-------- Exercise data

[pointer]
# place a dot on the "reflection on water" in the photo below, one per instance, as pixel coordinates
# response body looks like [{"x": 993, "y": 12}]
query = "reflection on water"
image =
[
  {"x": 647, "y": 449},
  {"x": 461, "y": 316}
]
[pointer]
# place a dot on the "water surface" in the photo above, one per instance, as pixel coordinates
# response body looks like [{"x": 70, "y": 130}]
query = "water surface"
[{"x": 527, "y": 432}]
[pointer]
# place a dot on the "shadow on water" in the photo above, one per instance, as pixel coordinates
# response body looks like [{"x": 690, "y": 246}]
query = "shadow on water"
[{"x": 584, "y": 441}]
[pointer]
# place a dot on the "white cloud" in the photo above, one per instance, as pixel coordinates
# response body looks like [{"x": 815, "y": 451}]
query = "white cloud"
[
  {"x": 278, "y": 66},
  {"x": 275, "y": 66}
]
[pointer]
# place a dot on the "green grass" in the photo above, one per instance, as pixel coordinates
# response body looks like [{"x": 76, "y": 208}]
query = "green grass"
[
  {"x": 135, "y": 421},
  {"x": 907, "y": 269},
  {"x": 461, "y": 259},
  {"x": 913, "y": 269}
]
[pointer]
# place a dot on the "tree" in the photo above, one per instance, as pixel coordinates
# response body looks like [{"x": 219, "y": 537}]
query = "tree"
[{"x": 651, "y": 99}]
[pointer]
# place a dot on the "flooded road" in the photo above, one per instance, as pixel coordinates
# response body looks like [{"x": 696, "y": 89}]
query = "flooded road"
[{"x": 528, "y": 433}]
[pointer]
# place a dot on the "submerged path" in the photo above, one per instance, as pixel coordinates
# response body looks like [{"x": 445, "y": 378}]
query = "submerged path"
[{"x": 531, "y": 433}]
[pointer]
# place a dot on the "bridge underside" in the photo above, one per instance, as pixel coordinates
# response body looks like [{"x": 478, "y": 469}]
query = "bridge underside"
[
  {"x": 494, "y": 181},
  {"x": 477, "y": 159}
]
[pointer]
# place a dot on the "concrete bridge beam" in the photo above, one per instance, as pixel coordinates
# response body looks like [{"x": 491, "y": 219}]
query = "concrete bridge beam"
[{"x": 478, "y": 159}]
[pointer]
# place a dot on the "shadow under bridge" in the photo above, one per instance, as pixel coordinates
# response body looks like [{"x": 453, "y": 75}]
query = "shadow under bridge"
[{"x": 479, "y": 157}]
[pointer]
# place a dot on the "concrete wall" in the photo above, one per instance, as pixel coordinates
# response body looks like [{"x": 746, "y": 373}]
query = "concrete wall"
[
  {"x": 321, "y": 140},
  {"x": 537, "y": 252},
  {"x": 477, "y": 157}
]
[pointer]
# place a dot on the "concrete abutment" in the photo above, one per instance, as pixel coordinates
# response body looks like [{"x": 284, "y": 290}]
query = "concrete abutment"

----------------

§ About this exercise:
Every record must be retyped so that it matches the original exactly.

§ Written response:
[pointer]
# place a dot on the "reflection on water" in the photo below, one per instance, as pixel coordinates
# response body looks like [{"x": 993, "y": 12}]
query = "reflection on water"
image =
[
  {"x": 647, "y": 449},
  {"x": 461, "y": 316}
]
[pointer]
# place a dot on the "water surface" in the photo above, one per instance, as pixel coordinates
# response body looks like [{"x": 70, "y": 130}]
query = "water surface"
[{"x": 527, "y": 432}]
[pointer]
# place a dot on the "shadow on water" in the photo above, one per instance, as pixel coordinates
# response body looks like [{"x": 690, "y": 246}]
query = "shadow on water"
[{"x": 584, "y": 441}]
[pointer]
# place a dot on the "white cloud" in the photo above, one per instance, as pixel coordinates
# response body looks like [{"x": 815, "y": 451}]
query = "white cloud"
[
  {"x": 278, "y": 66},
  {"x": 275, "y": 66}
]
[pointer]
# place a dot on the "green grass" in the photo above, one per instance, as pixel coordinates
# response body looks like [{"x": 76, "y": 208}]
query = "green grass"
[
  {"x": 135, "y": 421},
  {"x": 907, "y": 269},
  {"x": 461, "y": 259},
  {"x": 913, "y": 269}
]
[pointer]
# place a dot on the "tree" in the photo above, one per instance, as pixel coordinates
# response body looks like [{"x": 219, "y": 537}]
query = "tree"
[{"x": 651, "y": 99}]
[pointer]
# place a dot on the "flooded road" in the photo above, one per instance, as pixel coordinates
# response body looks like [{"x": 696, "y": 89}]
query = "flooded road"
[{"x": 528, "y": 433}]
[pointer]
# place a dot on the "submerged path" in the photo above, one per instance, as pixel coordinates
# response body looks like [{"x": 445, "y": 378}]
query = "submerged path"
[{"x": 531, "y": 433}]
[pointer]
# place a dot on the "bridge underside" in the photo above, one per instance, as pixel coordinates
# response body looks like [{"x": 478, "y": 469}]
query = "bridge underside"
[
  {"x": 494, "y": 181},
  {"x": 477, "y": 159}
]
[pointer]
# place a dot on the "concrete bridge beam" in the photo above, one per instance, as pixel coordinates
# response body looks like [{"x": 491, "y": 219}]
query = "concrete bridge beam"
[{"x": 478, "y": 159}]
[pointer]
# place a dot on the "shadow under bridge" in the photo above, one per instance, as pixel coordinates
# response body looks like [{"x": 453, "y": 75}]
query = "shadow under bridge"
[{"x": 479, "y": 157}]
[pointer]
# place a dot on the "concrete wall" in the photo above, one per instance, as pixel coordinates
# response body looks like [{"x": 746, "y": 373}]
query = "concrete wall"
[
  {"x": 321, "y": 140},
  {"x": 537, "y": 252},
  {"x": 477, "y": 157}
]
[pointer]
# place a dot on the "concrete abutment" in the photo above, one per instance, as pixel coordinates
# response body looks like [{"x": 284, "y": 290}]
query = "concrete abutment"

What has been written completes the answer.